- **EXERCISES TO COMPLETE**
1. In the post below about moving into the new house, list every item in the bulleted list that begins with the word "Cleaned".
2. Revise the post below about moving into the new house. Give its lines from "Street view of" up to and including "our bedroom window." again, replacing "trailer" with "camper".

- **TEXT SECTION**
════════════════
Our friend and her identical granddaughters who let us 
camp out in her driveway while we waited for the house to close.

Such a beautiful place to be "stuck" while we waited.

The view from the front lawn of the home where we camped out.

So the first two weeks we were home madly trying to get the boat cleaned and all of our belongings off of it we were also touring neighborhoods and several houses a week.  We came upon one house that met all of our criteria but knowing that we didn’t have cash yet from the boat sale we fully expected any offer to be rejected.  Because we considered our chances of getting the house to be so low we probably viewed it for a total of 20 minutes before asking our realtor to make an offer just to see what would happen.  Much to our surprise the strength of a cash offer with no contingencies other than that the boat sale closing (and going a bit above the listing price) put us ahead of 14 other offers and we had a house on contract.

We received the money from the boat on April 28, moved it on to the house escrow company the same day and were able to take possession on April 30th.  We pulled Salish Airstream out of our friend’s driveway about 6:30 in the morning, drained and cleaned the holding tanks, stopped at the hardware store for paint and painting supplies and backed the trailer onto an RV pad next to the house a short time later. That was exactly 1 month ago and since that time we have:

  • ·        Painted all of the interior walls.
  • ·        Purchased and installed furniture – much of it from thrift stores as all we took from Salish Aire was a single foot stool.
  • ·        Cleaned floors, light fixtures. Etc etc
  • ·        Rewired the garage and some interior outlets and lights.
  • ·        Pulled a couple stumps and started getting the gardens back in shape
  • ·        Started “repairing” the front lawn.
  • ·        Built a Kayak rack.
  • ·        Rebuilt the side fence.
  • ·        Started pressure washing concrete work and fences.
  • ·        Re-gathered artwork that had been cared for by family and friends and got it back on display.
  • ·        Cleaned out the trailer.
  • ·        Got established in a local Episcopal Church.
  • ·        Met the local HAM radio club virtually.
  • ·        Met the neighbors.
  • ·        Cleaned and checked out the furnace.
  • ·        Arranged the garage/shop.
  • ·        Visited family and friends.
  • ·        Bought a hot tub.

Street view of our new home.

Clarice wouldn't allow us to move out of the trailer 
until the bedroom was painted.

The trailer has a pad outside of our bedroom window.

We removed 5 layers of old flooring before laying
new linoleum just in time for the refrigerator to 
be placed.

There are lots of parks near us (and a hardware store
within walking distance!).  This old railroad trail is 
paved for over 20 miles for walking and biking.

The living room takes shape.

Dining room and kitchen take shape.
════════════════
- **THE DATA**
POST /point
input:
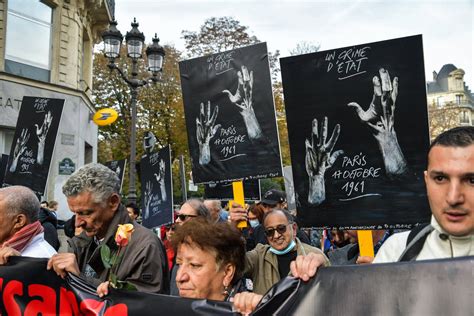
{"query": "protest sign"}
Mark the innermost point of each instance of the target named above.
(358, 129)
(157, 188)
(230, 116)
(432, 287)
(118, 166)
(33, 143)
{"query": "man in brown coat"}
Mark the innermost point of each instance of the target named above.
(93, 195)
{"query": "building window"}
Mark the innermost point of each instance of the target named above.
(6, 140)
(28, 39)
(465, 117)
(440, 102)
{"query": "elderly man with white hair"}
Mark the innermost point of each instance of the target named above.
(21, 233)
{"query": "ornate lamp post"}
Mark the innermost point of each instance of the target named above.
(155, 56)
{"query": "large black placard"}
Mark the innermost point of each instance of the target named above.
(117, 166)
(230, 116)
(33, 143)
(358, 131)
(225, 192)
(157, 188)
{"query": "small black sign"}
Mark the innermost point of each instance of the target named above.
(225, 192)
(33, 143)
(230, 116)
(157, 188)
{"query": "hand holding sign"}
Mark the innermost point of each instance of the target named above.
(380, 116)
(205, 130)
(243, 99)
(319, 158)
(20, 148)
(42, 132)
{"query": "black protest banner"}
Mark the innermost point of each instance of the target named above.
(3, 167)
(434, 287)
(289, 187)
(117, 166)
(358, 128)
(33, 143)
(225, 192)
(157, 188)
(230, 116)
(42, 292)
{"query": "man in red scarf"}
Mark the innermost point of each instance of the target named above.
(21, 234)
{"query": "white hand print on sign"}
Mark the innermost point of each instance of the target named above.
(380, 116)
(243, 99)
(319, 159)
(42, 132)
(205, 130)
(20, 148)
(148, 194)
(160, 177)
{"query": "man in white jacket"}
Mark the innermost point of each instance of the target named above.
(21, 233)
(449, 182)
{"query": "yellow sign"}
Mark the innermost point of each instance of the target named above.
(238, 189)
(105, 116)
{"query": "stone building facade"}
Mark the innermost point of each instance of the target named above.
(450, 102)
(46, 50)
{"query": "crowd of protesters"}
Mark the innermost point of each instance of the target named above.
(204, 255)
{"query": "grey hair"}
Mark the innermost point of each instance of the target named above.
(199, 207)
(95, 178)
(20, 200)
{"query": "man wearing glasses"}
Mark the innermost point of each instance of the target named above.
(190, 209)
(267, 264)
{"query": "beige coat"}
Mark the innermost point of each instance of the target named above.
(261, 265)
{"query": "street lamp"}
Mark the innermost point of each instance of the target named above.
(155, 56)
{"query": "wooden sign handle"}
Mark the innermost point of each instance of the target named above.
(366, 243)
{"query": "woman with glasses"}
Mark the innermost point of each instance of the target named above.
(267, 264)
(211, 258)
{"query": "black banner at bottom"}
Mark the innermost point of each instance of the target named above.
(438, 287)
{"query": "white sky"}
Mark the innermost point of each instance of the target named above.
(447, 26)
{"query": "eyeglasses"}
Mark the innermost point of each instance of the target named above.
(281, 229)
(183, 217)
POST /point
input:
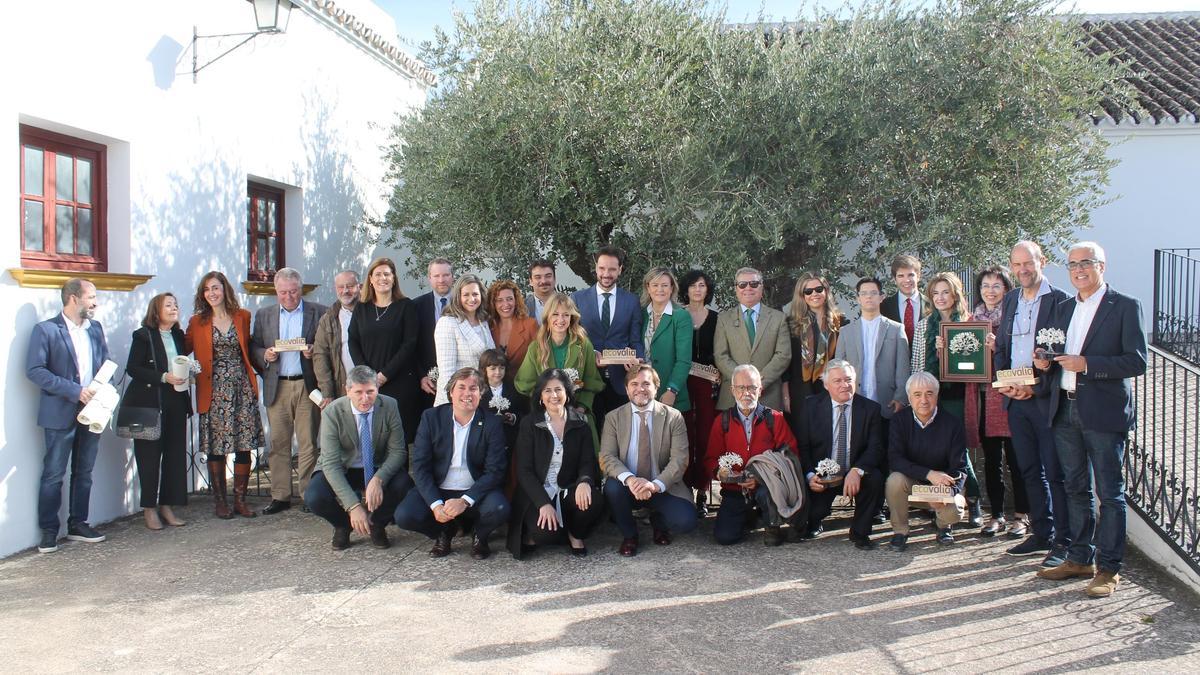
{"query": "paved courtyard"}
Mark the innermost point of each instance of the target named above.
════════════════
- **WRITTEN RESPONSES**
1.
- Cleaned floors, light fixtures. Etc etc
- Cleaned out the trailer.
- Cleaned and checked out the furnace.

2.
Street view of our new home.

Clarice wouldn't allow us to move out of the camper 
until the bedroom was painted.

The camper has a pad outside of our bedroom window.